# START OF Available data

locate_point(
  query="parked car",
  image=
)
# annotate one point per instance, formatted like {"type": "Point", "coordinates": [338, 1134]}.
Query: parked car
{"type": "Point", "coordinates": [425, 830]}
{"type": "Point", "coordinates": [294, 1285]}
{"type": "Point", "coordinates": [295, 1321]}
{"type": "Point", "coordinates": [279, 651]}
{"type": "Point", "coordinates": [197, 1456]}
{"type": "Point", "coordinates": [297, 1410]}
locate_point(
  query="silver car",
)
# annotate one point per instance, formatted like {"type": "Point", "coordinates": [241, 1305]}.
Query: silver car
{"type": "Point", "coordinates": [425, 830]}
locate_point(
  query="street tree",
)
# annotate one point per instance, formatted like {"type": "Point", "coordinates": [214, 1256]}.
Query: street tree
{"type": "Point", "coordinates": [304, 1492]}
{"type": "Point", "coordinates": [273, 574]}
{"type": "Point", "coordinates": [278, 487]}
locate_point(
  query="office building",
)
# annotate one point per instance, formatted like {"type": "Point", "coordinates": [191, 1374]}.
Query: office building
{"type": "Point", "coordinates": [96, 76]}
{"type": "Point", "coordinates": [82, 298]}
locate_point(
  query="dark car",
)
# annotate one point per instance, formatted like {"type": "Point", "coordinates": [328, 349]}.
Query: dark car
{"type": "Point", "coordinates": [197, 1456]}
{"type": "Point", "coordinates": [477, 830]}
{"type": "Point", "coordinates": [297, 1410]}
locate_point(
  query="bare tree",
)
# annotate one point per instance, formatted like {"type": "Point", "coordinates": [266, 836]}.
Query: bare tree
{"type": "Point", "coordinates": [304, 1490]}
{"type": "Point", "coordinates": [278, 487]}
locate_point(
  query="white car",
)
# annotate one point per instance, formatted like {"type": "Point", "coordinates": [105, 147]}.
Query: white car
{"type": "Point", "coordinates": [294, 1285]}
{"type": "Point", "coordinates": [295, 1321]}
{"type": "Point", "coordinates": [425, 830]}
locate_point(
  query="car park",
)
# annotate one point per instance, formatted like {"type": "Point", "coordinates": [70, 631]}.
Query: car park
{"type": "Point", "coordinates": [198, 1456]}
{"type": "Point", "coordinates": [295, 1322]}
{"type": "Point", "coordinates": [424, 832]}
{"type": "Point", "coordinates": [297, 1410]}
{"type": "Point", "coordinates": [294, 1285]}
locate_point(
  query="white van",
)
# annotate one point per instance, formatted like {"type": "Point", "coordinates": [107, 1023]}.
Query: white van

# END OF Available data

• **What to produce**:
Every entry in the listing must be retyped exactly.

• **Response below**:
locate_point(
  query="parked car",
  image=
)
# annotate one point per instance, formatted like {"type": "Point", "coordinates": [338, 1134]}.
Query: parked car
{"type": "Point", "coordinates": [425, 830]}
{"type": "Point", "coordinates": [294, 1285]}
{"type": "Point", "coordinates": [295, 1321]}
{"type": "Point", "coordinates": [279, 651]}
{"type": "Point", "coordinates": [197, 1456]}
{"type": "Point", "coordinates": [297, 1410]}
locate_point(
  query="silver car",
)
# annotate one point per instance, formatted like {"type": "Point", "coordinates": [241, 1305]}.
Query: silver car
{"type": "Point", "coordinates": [425, 830]}
locate_point(
  query="street tree",
)
# annotate one point per instance, formatted like {"type": "Point", "coordinates": [214, 1256]}.
Query: street tree
{"type": "Point", "coordinates": [304, 1492]}
{"type": "Point", "coordinates": [273, 574]}
{"type": "Point", "coordinates": [278, 487]}
locate_point(
  query="office building",
)
# annotate one point per instance, formatted like {"type": "Point", "coordinates": [191, 1374]}.
Query: office building
{"type": "Point", "coordinates": [96, 76]}
{"type": "Point", "coordinates": [82, 298]}
locate_point(
  query="dark car",
)
# annotate one point per instance, formatted like {"type": "Point", "coordinates": [328, 349]}.
Query: dark car
{"type": "Point", "coordinates": [197, 1456]}
{"type": "Point", "coordinates": [477, 830]}
{"type": "Point", "coordinates": [297, 1410]}
locate_point(
  query="bare tree",
)
# annotate one point per instance, formatted like {"type": "Point", "coordinates": [266, 836]}.
Query: bare tree
{"type": "Point", "coordinates": [304, 1490]}
{"type": "Point", "coordinates": [278, 487]}
locate_point(
  query="white car",
)
# annotate one point per instance, formatted like {"type": "Point", "coordinates": [105, 147]}.
Query: white car
{"type": "Point", "coordinates": [294, 1285]}
{"type": "Point", "coordinates": [295, 1321]}
{"type": "Point", "coordinates": [425, 830]}
locate_point(
  query="car park",
)
# annotate one point per instance, formatted like {"type": "Point", "coordinates": [70, 631]}.
Query: car park
{"type": "Point", "coordinates": [198, 1456]}
{"type": "Point", "coordinates": [295, 1322]}
{"type": "Point", "coordinates": [424, 832]}
{"type": "Point", "coordinates": [297, 1410]}
{"type": "Point", "coordinates": [294, 1285]}
locate_point(
  query="white van",
)
# annotate one point per instance, formatted like {"type": "Point", "coordinates": [107, 1023]}.
Query: white van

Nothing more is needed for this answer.